*THINGS TO DO*.
1. Copy the passage of the article on the mosquito-proboscis nozzle from "A mosquito proboscis adapted" to "were very brittle.".
2. Answer these questions using the article on the mosquito-proboscis nozzle:
(a) At which university does Changhong Cao work?
(b) What do the researchers call their technique?
(c) From which mosquito species did the researchers take the proboscis they used?
3. Continue the article on using a mosquito proboscis as a 3D-printer nozzle, beginning after its last sentence.

*TEXT UNDER STUDY*.
=== Begin Enclosure ===

A mosquito proboscis adapted as a nozzle for a 3D printer
Changhong Cao et al. 2025
A severed mosquito proboscis can be turned into an extremely fine nozzle for 3D printing, and this could help create replacement tissues and organs for transplants.
Changhong Cao at McGill University in Montreal, Canada, and his colleagues developed the technique, which they call 3D necroprinting, because they were unable to find nozzles thin enough for their work on manufacturing very fine structures. The narrowest commercially available nozzle they could find had an interior bore of 35 micrometres and also came with a hefty £60 ($80) price tag.
They experimented with techniques like glass-pulling, but found these nozzles also proved expensive and were very brittle.
“This made us think whether there is an alternative,” says Cao. “If Mother Nature can provide what we need with an affordable cost, why make it ourselves?”
The researchers tasked a graduate student, Justin Puma, with finding a natural organ that could handle the task, considering everything from scorpion stingers to snake fangs. They eventually found that a mosquito proboscis – in particular, the stiffer version found in female Egyptian mosquitoes (Aedes aegypti) – allowed them to print structures as thin as 20 micrometres.

=== End Enclosure ===

(Collection entries)
=== Begin Enclosure ===

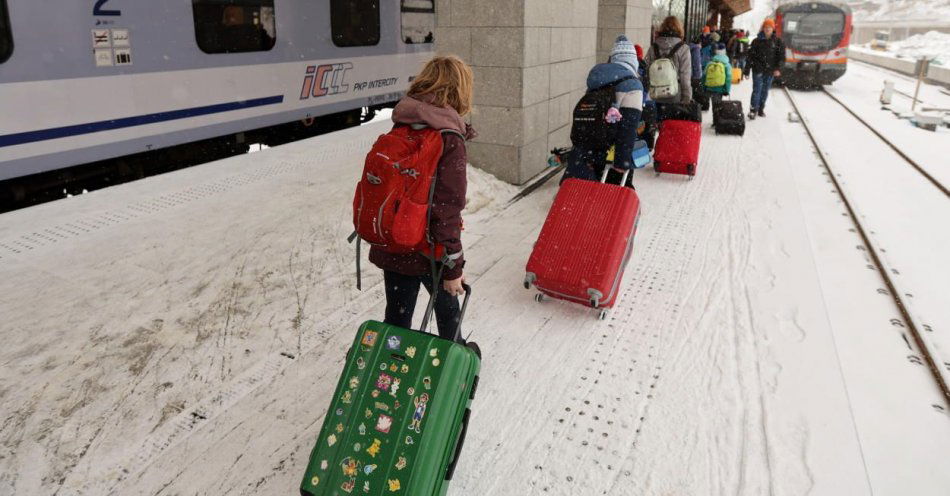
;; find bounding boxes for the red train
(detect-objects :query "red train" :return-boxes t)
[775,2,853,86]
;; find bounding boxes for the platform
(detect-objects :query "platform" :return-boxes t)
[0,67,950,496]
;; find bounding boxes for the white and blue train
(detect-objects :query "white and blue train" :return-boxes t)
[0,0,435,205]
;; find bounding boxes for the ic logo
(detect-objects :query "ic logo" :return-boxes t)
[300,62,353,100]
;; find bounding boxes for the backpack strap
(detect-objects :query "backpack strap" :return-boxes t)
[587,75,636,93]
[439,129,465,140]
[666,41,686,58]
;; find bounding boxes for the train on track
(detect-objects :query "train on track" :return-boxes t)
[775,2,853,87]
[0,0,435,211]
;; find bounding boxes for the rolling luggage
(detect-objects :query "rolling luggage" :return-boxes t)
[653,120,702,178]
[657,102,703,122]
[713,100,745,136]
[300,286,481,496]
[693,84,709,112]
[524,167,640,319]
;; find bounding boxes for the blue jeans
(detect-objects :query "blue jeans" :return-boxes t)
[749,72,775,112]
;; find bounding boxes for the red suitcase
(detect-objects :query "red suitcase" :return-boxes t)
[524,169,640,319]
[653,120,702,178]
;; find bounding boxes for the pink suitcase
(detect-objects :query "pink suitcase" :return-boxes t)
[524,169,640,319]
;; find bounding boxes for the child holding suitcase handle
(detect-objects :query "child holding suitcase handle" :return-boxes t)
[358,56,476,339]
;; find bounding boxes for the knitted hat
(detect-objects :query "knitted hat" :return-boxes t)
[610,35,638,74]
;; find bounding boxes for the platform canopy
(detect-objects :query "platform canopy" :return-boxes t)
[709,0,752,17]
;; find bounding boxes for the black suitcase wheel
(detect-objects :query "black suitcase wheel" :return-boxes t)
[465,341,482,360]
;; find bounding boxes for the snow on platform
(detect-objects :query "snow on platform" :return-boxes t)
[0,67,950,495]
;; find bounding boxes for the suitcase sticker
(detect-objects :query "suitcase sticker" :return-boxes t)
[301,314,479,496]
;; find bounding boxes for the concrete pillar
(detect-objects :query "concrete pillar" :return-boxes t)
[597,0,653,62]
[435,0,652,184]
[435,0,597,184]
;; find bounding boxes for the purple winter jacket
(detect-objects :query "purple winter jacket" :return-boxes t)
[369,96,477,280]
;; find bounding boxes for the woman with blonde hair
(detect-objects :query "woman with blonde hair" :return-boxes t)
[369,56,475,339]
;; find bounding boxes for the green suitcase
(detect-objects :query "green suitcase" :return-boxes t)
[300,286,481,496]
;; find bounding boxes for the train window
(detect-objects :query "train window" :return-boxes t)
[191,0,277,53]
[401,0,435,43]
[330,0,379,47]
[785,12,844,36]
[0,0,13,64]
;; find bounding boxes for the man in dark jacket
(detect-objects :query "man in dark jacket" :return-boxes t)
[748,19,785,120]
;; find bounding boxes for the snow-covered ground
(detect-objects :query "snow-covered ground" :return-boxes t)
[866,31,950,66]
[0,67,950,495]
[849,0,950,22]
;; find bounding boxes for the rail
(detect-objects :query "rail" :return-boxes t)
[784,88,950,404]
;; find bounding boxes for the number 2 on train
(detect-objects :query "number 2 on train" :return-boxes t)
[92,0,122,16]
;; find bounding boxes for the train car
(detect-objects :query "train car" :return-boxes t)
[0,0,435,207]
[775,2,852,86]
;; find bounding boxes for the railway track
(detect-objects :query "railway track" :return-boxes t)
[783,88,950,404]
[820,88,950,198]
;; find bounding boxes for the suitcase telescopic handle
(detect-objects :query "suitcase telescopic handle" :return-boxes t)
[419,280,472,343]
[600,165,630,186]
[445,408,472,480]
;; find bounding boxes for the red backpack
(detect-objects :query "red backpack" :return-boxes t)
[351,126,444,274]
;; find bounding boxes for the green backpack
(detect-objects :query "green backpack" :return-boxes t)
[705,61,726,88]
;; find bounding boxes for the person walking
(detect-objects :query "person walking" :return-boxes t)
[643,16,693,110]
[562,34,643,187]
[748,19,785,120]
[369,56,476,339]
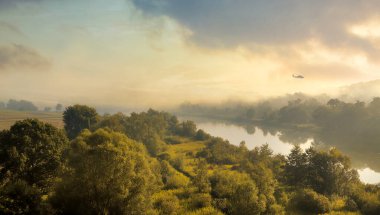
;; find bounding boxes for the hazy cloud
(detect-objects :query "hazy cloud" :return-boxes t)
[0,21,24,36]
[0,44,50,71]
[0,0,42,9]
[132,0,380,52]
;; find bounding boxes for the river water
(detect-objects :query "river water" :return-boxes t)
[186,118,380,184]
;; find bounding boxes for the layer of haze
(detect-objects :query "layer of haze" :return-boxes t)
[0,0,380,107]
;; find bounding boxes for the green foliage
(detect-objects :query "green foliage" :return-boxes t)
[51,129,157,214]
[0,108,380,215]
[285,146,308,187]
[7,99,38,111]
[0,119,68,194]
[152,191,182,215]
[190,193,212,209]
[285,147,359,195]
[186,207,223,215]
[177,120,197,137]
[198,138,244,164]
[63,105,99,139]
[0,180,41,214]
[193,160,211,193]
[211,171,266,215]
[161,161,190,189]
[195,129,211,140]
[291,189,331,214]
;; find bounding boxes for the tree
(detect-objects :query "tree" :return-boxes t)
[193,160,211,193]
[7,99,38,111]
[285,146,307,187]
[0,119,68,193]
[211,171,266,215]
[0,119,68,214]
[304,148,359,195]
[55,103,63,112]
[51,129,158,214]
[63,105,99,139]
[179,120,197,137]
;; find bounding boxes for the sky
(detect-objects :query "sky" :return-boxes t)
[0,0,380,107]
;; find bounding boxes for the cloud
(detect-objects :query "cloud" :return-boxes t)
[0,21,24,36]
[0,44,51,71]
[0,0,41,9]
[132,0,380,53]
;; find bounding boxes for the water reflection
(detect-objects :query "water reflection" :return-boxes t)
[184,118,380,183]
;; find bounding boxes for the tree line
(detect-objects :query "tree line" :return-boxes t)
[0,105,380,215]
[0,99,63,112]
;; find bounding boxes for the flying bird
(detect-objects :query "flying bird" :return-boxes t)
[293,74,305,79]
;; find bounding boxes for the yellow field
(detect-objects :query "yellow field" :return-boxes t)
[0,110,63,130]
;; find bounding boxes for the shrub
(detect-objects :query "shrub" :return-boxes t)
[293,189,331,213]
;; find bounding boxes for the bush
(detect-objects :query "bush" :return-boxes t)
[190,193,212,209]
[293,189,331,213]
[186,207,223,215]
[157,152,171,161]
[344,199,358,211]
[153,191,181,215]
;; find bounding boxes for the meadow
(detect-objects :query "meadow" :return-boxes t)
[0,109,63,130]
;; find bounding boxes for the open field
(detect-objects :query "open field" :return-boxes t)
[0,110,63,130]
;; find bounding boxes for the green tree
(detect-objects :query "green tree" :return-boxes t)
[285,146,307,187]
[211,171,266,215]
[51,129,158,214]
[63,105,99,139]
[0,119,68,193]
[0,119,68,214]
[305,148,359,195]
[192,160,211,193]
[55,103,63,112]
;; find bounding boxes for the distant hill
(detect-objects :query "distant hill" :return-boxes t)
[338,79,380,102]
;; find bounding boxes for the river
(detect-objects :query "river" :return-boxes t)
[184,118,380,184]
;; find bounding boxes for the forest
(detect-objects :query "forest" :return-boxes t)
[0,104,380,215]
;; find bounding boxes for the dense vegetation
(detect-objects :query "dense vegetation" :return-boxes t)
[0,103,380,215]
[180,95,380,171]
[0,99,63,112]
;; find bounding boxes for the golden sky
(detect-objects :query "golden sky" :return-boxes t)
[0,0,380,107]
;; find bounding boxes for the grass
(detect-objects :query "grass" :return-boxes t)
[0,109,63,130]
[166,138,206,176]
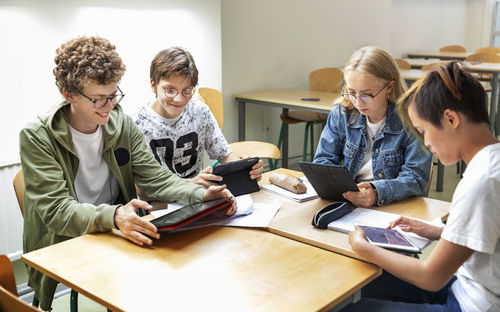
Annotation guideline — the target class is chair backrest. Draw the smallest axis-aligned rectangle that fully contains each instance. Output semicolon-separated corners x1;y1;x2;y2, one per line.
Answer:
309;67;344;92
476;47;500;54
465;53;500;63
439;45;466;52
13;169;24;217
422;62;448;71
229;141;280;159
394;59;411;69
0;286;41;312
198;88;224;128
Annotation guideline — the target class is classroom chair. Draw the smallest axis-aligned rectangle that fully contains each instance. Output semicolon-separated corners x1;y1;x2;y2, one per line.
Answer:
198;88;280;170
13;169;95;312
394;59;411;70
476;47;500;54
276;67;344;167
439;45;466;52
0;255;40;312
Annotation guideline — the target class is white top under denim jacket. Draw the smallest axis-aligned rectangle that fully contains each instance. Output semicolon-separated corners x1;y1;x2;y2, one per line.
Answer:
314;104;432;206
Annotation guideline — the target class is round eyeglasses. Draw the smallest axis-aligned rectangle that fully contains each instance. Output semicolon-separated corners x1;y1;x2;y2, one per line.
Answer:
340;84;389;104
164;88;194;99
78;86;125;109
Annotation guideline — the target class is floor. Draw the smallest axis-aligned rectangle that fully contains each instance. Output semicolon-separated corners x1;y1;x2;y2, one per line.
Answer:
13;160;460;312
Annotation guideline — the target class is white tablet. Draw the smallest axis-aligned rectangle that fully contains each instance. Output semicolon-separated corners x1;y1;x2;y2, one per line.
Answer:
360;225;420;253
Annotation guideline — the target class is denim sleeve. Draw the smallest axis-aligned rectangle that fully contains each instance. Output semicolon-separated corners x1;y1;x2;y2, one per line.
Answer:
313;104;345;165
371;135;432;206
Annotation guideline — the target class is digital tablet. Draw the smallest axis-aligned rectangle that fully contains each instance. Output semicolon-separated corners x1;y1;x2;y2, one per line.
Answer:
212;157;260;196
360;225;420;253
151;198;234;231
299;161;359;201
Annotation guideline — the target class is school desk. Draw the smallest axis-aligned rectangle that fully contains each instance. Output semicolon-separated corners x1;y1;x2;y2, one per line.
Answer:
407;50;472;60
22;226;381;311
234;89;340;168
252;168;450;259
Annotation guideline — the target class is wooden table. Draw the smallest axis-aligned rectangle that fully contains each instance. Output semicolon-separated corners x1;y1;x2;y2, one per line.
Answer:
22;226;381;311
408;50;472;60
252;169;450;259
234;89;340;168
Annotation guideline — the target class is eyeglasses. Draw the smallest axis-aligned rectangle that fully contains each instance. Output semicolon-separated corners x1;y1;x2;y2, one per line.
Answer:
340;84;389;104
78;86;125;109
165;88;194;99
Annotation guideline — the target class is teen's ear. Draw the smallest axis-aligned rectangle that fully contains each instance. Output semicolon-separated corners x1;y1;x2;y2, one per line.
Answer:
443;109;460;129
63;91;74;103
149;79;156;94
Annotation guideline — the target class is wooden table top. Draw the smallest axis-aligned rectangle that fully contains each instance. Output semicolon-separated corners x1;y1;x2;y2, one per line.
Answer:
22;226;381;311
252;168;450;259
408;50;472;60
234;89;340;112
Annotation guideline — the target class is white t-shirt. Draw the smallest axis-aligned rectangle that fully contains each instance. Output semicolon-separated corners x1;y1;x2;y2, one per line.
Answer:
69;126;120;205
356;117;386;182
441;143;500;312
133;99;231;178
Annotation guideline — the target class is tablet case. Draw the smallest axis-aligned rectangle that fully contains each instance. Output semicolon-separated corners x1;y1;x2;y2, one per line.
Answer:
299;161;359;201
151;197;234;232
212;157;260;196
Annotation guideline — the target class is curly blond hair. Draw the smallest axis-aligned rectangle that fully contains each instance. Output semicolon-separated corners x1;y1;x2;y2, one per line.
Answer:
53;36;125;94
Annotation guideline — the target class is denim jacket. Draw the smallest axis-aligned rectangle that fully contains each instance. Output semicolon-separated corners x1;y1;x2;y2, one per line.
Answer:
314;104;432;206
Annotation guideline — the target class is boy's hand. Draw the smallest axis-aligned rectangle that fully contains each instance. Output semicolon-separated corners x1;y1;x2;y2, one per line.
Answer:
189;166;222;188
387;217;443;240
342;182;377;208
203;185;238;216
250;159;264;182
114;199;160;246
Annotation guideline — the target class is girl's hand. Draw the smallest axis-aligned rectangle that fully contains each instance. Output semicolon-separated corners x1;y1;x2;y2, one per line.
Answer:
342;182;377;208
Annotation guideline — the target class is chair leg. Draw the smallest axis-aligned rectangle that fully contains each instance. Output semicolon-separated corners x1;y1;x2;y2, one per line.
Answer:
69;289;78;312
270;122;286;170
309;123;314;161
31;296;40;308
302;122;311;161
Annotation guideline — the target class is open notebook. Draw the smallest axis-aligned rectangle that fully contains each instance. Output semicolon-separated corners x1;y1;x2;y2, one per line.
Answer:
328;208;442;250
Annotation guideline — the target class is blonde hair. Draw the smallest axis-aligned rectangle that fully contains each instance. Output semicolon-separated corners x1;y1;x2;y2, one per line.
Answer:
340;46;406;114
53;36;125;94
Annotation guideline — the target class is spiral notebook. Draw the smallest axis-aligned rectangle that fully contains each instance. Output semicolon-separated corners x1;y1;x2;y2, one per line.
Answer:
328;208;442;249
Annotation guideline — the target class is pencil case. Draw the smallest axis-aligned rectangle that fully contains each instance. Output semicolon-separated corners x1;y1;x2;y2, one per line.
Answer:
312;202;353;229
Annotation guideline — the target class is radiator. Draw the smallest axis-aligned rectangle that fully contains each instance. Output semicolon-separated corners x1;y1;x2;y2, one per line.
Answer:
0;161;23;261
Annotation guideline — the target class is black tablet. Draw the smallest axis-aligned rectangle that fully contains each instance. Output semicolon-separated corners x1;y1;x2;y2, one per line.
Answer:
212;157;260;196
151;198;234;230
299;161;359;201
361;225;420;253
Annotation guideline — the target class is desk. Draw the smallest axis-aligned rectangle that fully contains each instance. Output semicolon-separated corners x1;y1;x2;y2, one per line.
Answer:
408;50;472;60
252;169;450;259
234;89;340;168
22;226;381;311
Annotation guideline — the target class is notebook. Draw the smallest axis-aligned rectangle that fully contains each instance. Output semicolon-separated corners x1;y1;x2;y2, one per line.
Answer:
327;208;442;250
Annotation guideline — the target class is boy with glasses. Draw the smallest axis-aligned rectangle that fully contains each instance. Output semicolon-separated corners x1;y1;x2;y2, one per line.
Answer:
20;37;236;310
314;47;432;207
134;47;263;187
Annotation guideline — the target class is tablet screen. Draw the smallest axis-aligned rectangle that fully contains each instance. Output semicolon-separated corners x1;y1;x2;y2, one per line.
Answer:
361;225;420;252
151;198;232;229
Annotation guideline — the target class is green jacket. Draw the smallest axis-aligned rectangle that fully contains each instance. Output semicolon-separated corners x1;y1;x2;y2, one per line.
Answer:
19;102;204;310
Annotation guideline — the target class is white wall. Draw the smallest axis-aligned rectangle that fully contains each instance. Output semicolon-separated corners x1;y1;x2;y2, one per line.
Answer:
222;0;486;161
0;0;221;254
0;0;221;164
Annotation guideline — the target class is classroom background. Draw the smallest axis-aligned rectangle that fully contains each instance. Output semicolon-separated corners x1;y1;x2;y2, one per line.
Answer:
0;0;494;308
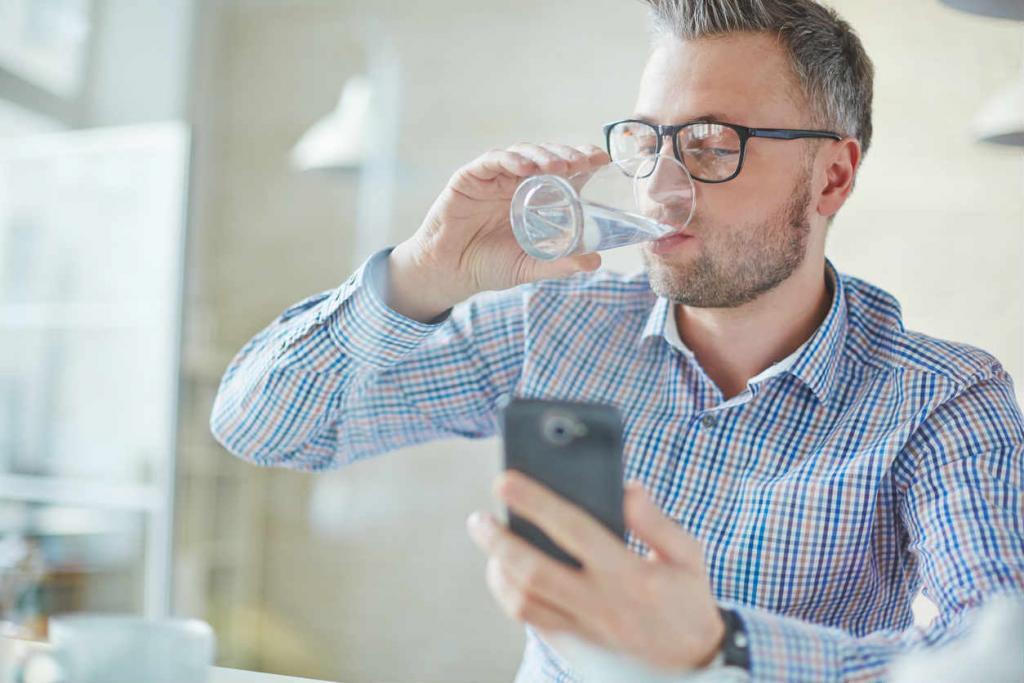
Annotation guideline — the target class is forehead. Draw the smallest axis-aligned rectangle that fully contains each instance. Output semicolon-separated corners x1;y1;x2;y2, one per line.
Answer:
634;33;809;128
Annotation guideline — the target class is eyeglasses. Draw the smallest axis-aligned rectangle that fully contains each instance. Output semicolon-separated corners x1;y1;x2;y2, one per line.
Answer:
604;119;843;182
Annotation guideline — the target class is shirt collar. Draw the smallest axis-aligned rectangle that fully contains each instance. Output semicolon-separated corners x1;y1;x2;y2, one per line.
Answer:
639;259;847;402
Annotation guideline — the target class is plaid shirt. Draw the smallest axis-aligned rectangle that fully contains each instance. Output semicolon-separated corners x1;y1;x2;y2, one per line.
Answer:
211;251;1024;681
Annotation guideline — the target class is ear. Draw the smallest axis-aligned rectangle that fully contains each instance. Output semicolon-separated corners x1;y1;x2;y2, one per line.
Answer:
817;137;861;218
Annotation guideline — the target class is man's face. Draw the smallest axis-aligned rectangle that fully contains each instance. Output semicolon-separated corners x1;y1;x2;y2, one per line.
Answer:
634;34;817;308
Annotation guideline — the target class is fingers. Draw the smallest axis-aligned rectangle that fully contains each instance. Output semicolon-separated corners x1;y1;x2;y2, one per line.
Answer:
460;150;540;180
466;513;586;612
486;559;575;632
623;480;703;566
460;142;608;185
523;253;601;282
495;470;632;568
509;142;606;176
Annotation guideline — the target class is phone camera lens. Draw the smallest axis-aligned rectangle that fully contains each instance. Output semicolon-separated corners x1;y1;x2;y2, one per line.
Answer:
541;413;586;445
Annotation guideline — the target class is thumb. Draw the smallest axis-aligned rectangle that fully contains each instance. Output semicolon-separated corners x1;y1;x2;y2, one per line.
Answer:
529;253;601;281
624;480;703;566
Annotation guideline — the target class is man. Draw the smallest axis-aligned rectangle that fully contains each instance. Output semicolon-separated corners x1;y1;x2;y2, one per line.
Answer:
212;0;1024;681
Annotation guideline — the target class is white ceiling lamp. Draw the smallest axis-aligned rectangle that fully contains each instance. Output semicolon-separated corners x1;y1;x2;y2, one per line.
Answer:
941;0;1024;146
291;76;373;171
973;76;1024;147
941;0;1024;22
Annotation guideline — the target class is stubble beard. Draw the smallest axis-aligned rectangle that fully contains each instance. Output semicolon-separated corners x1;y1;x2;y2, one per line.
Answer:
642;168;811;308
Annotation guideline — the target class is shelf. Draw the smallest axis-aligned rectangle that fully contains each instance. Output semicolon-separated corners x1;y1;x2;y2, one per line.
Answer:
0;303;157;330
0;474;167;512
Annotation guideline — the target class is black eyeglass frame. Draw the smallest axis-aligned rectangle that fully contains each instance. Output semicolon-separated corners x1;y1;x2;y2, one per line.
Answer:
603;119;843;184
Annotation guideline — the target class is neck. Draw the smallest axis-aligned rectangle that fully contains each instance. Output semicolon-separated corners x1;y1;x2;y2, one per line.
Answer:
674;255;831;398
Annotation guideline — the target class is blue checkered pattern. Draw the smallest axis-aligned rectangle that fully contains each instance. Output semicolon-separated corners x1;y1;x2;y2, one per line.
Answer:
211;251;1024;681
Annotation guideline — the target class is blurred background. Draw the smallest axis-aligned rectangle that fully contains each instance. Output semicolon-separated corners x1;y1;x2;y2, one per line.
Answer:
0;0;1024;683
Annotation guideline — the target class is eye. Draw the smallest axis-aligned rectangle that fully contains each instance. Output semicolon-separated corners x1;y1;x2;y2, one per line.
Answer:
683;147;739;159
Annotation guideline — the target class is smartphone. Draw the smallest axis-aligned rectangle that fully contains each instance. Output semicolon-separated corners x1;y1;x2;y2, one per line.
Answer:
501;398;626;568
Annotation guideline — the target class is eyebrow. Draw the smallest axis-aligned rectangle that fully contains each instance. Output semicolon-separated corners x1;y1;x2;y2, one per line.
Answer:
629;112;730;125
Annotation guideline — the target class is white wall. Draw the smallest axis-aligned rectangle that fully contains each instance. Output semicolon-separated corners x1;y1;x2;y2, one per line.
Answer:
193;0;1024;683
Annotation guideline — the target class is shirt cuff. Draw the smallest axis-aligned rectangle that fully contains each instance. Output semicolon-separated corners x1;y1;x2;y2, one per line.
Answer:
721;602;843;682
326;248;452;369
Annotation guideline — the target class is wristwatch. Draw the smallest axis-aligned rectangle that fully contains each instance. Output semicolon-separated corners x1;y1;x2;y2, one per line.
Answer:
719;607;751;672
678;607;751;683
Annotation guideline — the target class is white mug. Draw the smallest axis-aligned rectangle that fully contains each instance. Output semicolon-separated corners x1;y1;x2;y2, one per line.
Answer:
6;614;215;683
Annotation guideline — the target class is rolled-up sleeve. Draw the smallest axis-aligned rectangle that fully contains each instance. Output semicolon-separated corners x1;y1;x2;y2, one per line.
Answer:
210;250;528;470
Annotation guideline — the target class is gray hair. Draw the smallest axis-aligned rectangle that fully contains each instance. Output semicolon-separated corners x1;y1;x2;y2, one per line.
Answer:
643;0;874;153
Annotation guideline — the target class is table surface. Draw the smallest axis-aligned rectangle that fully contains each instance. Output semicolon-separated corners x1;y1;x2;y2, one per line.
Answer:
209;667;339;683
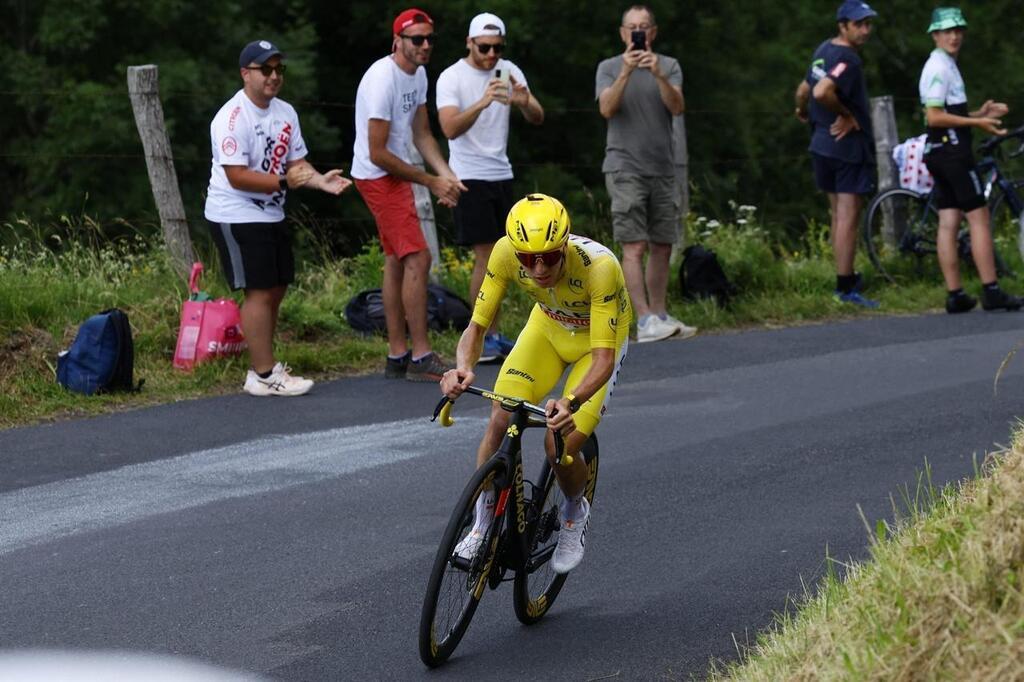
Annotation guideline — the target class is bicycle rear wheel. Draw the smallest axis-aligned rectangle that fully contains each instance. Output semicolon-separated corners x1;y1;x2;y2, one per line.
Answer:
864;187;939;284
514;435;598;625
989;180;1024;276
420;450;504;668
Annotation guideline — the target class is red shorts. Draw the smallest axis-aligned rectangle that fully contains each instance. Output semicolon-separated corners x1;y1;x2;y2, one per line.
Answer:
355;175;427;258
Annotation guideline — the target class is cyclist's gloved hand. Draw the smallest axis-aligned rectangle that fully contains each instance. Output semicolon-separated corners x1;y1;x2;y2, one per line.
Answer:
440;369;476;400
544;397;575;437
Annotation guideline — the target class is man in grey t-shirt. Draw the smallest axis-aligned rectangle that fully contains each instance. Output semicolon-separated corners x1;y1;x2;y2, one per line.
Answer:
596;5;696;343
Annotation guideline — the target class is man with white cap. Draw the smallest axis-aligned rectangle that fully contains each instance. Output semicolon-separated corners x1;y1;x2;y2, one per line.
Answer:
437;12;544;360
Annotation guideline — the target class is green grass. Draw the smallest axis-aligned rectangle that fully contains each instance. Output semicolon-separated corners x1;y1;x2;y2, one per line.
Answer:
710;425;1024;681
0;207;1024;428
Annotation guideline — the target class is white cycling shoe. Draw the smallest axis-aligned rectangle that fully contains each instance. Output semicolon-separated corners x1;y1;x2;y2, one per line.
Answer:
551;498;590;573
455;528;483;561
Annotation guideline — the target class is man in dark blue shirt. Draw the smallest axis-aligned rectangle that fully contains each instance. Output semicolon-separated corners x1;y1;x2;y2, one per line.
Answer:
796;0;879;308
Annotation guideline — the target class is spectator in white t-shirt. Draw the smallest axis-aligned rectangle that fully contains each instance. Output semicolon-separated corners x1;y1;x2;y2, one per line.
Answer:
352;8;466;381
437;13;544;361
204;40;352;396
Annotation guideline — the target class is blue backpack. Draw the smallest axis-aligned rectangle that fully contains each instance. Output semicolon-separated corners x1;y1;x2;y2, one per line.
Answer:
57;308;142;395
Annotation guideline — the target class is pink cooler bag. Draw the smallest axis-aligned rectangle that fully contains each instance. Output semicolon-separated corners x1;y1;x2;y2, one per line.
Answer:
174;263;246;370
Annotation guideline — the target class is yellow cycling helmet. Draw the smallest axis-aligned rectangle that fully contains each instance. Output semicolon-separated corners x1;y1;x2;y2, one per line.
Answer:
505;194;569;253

=== End Enclosure ===

*TASK-BY-TASK OUTPUTS*.
1.
A mosquito proboscis adapted as a nozzle for a 3D printer
Changhong Cao et al. 2025
A severed mosquito proboscis can be turned into an extremely fine nozzle for 3D printing, and this could help create replacement tissues and organs for transplants.
Changhong Cao at McGill University in Montreal, Canada, and his colleagues developed the technique, which they call 3D necroprinting, because they were unable to find nozzles thin enough for their work on manufacturing very fine structures. The narrowest commercially available nozzle they could find had an interior bore of 35 micrometres and also came with a hefty £60 ($80) price tag.
They experimented with techniques like glass-pulling, but found these nozzles also proved expensive and were very brittle.

2.
(a) McGill University in Montreal, Canada
(b) 3D necroprinting
(c) The female Egyptian mosquito (Aedes aegypti)

3.
Cao says an experienced worker can make six nozzles an hour from mosquito mouthparts at a cost of less than a dollar each, making the process easy to scale up. The natural nozzles can be fitted to existing 3D printers and are relatively long-lasting considering their biological origin: after two weeks, around 30 per cent of them begin to fail, but they can be stored frozen for up to a year.
The team tested the technique using a bio-ink called Pluronic F-127, which can build scaffolds for biological tissues including blood vessels – a potential method for creating replacement organs.
There have been several other examples of parts from small creatures being used in machines, including a moth antenna used in a smell-seeking drone and dead spiders used as mechanical grippers.
Christian Griffiths at Swansea University, UK, says the work is another example of human engineers struggling to match the tools developed by nature.
“You’ve got a couple of million years of mosquito evolution: we’re trying to catch up with that,” he says. “I think that maybe they’ve got the advantage on us there.”